Pull out every line in the data that has the string "above" in it.

- - -

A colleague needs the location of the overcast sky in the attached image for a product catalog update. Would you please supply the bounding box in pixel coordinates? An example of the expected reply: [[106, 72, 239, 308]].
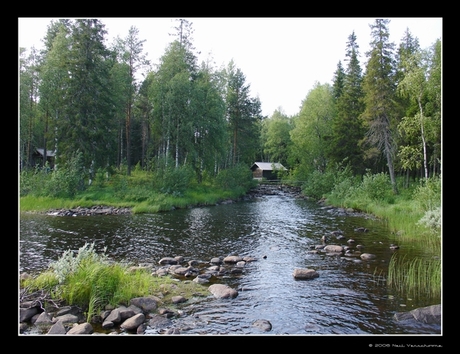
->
[[18, 17, 442, 117]]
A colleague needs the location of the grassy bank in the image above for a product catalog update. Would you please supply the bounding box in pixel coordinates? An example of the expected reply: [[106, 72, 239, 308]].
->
[[19, 184, 248, 214], [20, 163, 257, 214], [322, 174, 441, 301], [20, 242, 209, 322]]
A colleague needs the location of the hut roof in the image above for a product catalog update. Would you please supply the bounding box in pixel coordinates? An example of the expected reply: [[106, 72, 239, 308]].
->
[[34, 148, 55, 157], [250, 162, 287, 171]]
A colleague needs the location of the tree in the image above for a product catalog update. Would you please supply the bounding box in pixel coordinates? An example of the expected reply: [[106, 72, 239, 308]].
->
[[261, 109, 292, 168], [187, 61, 227, 182], [149, 20, 199, 170], [394, 28, 422, 184], [332, 61, 345, 101], [19, 46, 40, 169], [290, 82, 335, 176], [425, 39, 442, 177], [225, 60, 262, 166], [55, 19, 115, 174], [135, 72, 155, 170], [37, 21, 72, 171], [329, 31, 365, 175], [397, 48, 431, 179], [361, 19, 399, 194], [112, 25, 149, 175]]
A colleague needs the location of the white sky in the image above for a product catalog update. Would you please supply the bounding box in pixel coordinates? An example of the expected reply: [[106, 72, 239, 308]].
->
[[18, 17, 442, 117]]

- - -

◆ **Reply**
A colleague needs the location of the grassy bank in the image above for a product catalog update. Would you please supply the bounding box in pixel coordinates? An example of the expected reply: [[106, 72, 239, 308]].
A colleague needs the location of the hut roof in the image above for a product catalog update. Would you please supply the bounding box in pixel coordinates? An example of the expected reply: [[106, 72, 239, 308]].
A colleague needs the location of the tree in the image above for a product catalog update. Would you please supply the bounding box in pixel coordinates? An example of the expected reply: [[106, 72, 239, 308]].
A colleague needs the location of the white sky in the image above for a product catalog update. Would you please supply the bounding box in pixel coordinates? An example of the expected reply: [[106, 72, 239, 308]].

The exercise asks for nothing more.